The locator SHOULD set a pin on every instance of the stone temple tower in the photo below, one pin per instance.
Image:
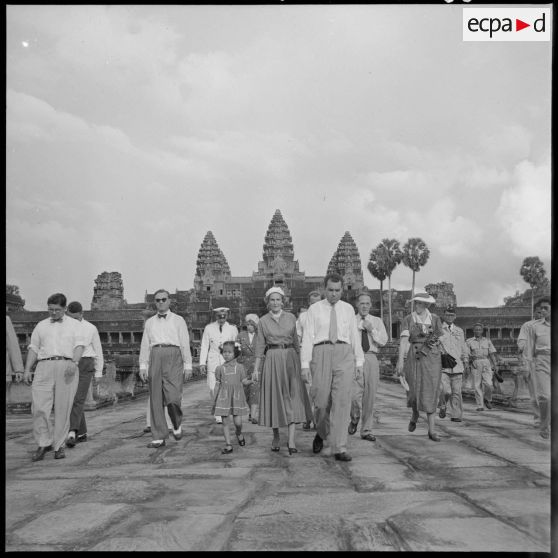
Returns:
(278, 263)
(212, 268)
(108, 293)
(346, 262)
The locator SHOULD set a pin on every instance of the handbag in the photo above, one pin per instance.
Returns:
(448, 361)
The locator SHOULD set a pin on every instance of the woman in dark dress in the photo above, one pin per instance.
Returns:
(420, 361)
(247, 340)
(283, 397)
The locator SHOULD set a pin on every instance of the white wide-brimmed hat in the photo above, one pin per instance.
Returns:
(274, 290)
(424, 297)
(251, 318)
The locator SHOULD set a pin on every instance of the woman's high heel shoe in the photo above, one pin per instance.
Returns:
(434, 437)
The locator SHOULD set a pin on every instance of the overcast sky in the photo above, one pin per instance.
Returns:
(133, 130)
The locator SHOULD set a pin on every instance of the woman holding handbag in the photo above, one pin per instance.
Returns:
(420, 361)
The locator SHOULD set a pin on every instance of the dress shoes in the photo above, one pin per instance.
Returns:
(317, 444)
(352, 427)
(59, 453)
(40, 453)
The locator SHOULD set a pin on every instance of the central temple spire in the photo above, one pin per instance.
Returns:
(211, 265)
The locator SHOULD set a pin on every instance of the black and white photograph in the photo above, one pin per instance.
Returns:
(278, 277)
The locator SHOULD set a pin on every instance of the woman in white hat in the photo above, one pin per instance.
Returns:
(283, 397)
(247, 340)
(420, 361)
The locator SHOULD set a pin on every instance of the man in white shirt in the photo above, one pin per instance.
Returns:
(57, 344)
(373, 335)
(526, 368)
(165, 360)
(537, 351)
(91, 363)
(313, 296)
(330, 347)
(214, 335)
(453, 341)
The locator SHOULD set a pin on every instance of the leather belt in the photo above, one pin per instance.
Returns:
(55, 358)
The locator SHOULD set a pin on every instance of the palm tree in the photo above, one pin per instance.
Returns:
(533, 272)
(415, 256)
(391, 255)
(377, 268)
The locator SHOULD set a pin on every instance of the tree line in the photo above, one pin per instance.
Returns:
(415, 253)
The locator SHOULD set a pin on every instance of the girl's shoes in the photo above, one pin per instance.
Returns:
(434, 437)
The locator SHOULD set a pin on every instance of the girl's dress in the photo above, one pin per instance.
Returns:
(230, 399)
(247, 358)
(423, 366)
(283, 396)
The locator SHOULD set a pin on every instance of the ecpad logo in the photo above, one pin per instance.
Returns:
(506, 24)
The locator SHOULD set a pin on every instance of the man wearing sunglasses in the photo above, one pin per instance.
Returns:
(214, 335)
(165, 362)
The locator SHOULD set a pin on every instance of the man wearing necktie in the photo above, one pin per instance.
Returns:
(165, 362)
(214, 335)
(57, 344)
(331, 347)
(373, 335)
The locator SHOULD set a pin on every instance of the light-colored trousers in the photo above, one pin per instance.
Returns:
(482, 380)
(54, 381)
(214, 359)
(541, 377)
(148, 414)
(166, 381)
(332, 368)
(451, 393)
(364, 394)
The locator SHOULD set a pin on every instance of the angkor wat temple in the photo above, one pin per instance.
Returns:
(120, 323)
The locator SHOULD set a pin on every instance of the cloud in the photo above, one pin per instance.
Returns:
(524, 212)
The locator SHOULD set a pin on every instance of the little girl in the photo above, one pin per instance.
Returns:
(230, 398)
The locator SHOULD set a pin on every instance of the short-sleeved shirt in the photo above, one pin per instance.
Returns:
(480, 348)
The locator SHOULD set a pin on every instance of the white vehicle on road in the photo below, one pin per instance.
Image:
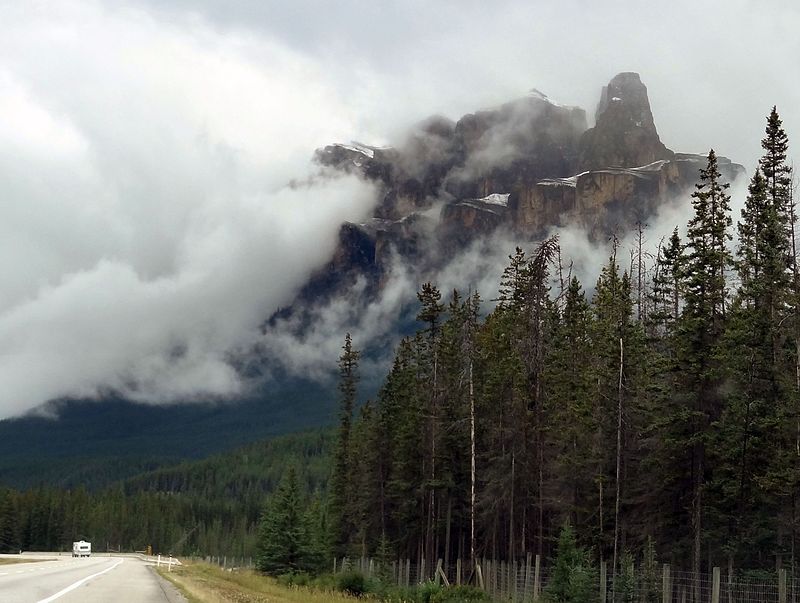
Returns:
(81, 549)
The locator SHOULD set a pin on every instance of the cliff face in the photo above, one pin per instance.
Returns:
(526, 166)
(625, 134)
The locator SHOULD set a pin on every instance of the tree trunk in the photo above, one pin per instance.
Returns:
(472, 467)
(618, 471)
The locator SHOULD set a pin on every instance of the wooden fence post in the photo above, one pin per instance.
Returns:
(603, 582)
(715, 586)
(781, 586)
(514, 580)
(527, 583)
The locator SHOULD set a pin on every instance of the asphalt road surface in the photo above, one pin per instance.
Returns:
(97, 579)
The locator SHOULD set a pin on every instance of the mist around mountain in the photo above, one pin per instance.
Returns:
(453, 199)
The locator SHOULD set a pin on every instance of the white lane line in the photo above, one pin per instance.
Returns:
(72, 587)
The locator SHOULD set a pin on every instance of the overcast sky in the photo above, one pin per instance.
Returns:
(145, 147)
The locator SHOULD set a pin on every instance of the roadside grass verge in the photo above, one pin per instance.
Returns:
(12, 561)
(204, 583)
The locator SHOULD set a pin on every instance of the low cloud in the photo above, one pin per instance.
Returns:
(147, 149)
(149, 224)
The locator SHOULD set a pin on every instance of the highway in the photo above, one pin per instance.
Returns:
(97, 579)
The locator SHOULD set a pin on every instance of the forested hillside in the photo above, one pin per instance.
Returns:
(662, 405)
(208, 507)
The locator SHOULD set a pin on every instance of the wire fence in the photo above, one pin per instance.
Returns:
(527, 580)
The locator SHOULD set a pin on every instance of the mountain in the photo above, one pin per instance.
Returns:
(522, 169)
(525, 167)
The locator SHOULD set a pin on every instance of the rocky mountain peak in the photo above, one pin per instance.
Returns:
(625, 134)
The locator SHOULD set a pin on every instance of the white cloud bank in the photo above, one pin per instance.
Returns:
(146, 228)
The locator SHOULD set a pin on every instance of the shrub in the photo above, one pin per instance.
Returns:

========

Rescale the lines from the line containing "of the roadside" through the end of the records, reproducing every line, requests included, with each coordinate in the answers multiplied by 0.75 and rounded to a whole number, halves rounded up. Provide these lines only.

OUTPUT OF THE EXERCISE:
The locator SHOULD set a pin on every instance of the roadside grass verge in the photo above, one pin per instance.
Returns:
(9, 421)
(153, 437)
The locator SHOULD set a pin on every instance of the low cloud in the photo above, one pin per instance.
Returns:
(110, 112)
(112, 168)
The locator SHOULD set a pin on every instance of the highway in the photo above, one pin per instance.
Returns:
(73, 434)
The locator SHOULD set a pin on every instance of the forested hillside in the photo above, one pin per instance.
Returns:
(497, 304)
(156, 380)
The locator SHOULD set a pin on every instance of the wire fence in the photo above, one pin per instance.
Returns:
(395, 435)
The locator SHOULD set a pin on every instance of the mountain in the photo above, one pin per instance.
Returns:
(392, 127)
(394, 125)
The locator SHOULD set a pin on every instance of the rocky mountain peak in the photo above, one pin per instance.
Returns:
(469, 101)
The locator SHOULD set a pin on every instance of the white cloud bank in the photo above, one pin per instance.
Returns:
(110, 171)
The locator SHOULD set a pin on every instance of the shrub in the photo above, one pin per instance.
Returns:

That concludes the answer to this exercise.